Natural-language object grounding data
—————

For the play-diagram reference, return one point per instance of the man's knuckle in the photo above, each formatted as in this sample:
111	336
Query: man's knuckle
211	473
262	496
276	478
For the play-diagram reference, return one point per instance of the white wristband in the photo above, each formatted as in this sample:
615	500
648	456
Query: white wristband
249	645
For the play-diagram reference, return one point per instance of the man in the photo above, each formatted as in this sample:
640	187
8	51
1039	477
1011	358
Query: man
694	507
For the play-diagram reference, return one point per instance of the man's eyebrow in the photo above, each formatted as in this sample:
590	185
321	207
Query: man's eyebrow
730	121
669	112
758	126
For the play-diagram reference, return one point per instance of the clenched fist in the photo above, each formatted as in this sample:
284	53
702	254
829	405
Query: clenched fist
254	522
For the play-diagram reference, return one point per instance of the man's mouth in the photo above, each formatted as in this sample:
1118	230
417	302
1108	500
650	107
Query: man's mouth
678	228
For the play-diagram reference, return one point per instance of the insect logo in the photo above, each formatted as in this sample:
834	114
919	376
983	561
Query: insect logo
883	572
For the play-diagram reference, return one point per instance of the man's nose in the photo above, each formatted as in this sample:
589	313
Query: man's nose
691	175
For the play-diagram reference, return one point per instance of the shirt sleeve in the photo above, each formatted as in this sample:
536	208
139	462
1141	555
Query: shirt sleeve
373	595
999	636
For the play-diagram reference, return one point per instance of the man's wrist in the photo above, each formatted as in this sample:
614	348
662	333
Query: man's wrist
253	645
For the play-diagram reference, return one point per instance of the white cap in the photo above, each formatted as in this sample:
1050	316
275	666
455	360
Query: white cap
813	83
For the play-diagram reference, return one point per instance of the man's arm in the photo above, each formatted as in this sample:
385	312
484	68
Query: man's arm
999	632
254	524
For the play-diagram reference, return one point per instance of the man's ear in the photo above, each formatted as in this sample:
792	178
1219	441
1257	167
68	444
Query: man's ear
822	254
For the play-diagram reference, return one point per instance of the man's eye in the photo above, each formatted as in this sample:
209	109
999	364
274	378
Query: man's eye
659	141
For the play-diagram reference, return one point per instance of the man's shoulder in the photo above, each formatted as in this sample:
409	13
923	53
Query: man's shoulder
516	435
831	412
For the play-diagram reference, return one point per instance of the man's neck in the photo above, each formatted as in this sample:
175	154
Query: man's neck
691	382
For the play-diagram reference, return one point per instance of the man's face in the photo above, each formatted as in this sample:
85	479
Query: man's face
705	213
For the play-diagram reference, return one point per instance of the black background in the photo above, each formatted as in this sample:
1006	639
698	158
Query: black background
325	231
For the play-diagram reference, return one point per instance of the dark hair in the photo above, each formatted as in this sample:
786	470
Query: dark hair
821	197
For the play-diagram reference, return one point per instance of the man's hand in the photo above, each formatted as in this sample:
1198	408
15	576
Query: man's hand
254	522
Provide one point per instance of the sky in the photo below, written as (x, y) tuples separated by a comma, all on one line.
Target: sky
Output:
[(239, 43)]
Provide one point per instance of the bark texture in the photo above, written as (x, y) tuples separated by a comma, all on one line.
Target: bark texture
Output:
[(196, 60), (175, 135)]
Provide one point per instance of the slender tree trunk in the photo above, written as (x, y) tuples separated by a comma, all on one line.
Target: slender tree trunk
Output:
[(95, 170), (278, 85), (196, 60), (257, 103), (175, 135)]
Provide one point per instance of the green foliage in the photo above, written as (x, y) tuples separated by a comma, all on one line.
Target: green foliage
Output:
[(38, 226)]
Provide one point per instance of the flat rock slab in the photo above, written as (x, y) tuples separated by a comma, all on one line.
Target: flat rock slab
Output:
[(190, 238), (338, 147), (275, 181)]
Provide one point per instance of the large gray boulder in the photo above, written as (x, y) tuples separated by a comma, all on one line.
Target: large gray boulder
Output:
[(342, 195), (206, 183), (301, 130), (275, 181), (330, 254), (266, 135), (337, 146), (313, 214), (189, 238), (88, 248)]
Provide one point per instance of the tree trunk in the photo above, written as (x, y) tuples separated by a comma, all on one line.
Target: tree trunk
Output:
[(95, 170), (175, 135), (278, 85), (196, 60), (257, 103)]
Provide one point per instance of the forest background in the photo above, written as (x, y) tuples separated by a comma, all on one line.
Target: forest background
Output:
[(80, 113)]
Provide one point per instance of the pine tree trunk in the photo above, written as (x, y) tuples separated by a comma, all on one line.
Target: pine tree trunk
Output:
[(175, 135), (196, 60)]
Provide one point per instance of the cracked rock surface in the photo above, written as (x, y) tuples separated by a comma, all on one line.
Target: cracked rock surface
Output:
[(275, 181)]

—————

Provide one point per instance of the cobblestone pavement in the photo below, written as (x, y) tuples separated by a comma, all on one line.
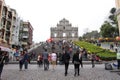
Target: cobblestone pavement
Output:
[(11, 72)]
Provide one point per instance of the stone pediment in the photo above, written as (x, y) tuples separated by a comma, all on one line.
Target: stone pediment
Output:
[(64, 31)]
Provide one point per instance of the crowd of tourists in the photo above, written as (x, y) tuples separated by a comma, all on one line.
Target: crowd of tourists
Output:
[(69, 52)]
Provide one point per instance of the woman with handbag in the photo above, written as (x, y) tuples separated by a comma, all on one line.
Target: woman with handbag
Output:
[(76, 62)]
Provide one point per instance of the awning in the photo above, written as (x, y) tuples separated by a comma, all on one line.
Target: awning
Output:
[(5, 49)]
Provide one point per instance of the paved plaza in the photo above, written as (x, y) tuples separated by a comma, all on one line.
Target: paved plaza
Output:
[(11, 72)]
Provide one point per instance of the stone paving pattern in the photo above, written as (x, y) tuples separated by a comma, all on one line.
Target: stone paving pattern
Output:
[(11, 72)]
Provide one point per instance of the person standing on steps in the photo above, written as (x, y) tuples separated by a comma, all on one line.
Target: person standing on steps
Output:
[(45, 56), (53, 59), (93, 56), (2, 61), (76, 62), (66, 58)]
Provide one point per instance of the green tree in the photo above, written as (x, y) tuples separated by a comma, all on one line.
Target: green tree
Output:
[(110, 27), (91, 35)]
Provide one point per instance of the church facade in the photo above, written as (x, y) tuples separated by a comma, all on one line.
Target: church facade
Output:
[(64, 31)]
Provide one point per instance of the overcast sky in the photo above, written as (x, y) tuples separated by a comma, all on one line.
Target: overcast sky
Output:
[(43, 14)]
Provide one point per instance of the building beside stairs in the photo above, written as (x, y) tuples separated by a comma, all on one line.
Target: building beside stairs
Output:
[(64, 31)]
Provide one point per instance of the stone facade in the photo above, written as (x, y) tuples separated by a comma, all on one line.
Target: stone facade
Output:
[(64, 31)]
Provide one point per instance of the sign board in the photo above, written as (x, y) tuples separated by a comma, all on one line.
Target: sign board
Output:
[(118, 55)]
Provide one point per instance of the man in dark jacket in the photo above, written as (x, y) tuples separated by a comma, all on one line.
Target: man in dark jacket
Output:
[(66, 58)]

—————

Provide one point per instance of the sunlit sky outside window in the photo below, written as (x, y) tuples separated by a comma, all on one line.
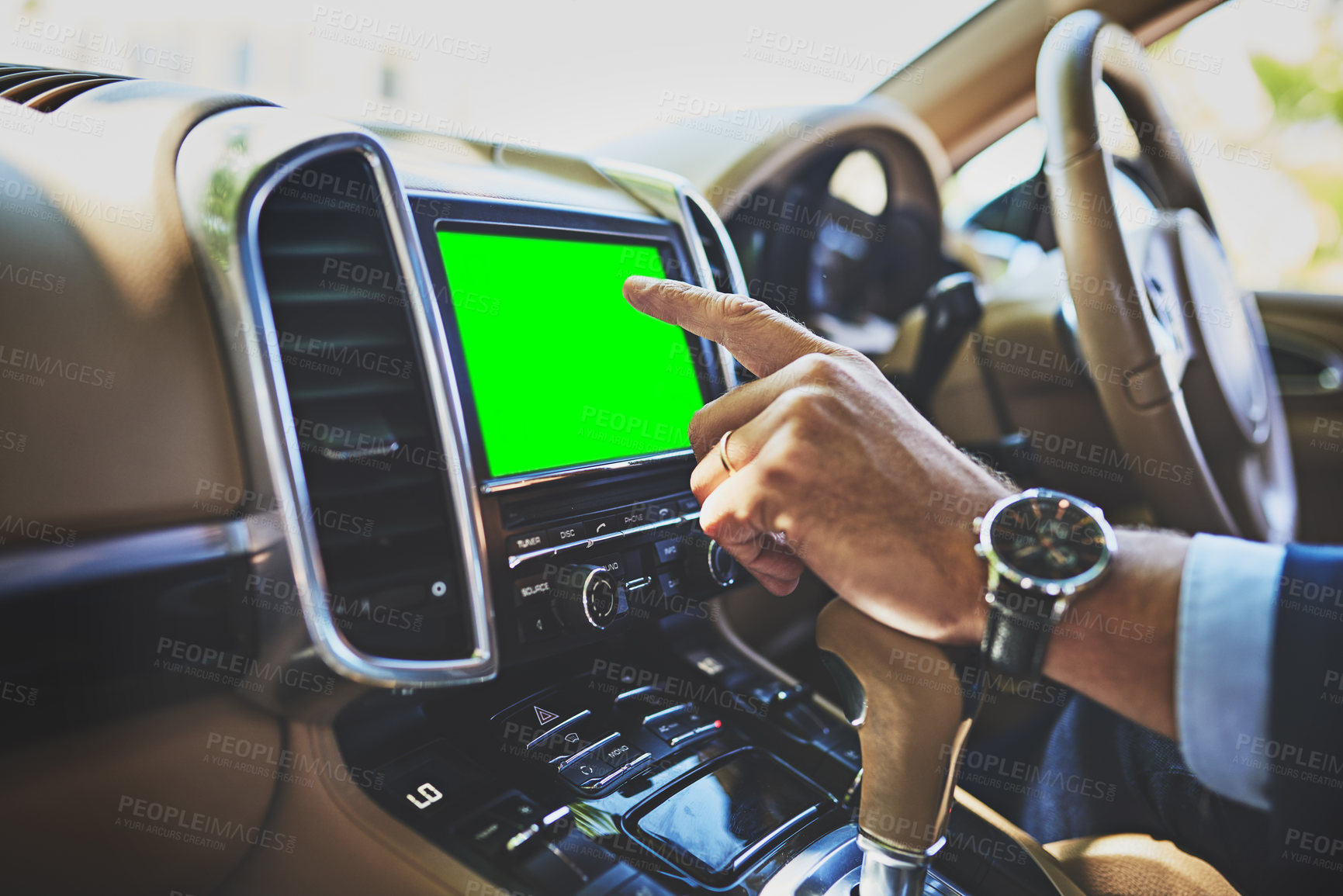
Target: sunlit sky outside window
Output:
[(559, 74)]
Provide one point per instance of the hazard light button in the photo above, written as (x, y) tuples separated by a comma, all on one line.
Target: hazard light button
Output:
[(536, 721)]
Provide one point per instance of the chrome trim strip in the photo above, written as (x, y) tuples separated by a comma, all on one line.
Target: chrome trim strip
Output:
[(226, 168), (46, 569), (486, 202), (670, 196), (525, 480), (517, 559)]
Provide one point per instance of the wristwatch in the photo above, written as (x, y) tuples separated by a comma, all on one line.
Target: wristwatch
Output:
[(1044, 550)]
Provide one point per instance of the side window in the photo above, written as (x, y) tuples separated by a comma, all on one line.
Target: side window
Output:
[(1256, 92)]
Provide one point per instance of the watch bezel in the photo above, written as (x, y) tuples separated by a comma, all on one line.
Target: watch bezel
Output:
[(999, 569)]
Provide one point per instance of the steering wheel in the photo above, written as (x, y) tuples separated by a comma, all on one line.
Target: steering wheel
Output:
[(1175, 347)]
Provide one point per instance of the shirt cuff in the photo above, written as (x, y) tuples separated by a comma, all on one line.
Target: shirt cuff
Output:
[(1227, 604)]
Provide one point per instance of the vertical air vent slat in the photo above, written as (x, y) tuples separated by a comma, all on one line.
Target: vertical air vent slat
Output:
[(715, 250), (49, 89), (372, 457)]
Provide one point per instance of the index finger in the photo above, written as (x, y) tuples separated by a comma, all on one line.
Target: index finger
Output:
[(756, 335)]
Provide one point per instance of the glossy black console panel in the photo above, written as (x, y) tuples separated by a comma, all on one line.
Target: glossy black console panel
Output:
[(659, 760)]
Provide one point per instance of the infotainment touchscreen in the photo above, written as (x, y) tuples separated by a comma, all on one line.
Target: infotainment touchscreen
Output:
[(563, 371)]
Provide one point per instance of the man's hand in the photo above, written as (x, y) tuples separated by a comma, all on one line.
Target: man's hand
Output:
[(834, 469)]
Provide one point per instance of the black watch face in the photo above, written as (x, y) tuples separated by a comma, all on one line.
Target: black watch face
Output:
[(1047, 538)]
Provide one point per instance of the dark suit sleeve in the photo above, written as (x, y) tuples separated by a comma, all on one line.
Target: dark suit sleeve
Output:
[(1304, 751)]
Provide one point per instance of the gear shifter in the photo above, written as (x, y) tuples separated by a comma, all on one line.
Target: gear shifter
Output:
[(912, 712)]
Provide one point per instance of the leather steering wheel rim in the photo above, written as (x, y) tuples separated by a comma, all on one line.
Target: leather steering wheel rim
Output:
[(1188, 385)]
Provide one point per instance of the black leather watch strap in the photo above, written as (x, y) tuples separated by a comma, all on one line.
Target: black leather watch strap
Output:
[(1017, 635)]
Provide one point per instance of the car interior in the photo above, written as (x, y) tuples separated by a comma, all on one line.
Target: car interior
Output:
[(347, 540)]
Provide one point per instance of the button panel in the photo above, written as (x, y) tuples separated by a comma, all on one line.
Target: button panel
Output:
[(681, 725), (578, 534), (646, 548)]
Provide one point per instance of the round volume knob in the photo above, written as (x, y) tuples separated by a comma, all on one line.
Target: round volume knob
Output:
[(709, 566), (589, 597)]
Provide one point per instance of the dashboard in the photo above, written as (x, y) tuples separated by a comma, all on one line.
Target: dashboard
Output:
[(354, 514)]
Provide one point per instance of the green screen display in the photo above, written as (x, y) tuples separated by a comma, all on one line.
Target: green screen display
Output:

—————

◆ Activity ◆
Check each line of these records for the string "with" and state only how many lines have it.

◆ Your solution ◆
2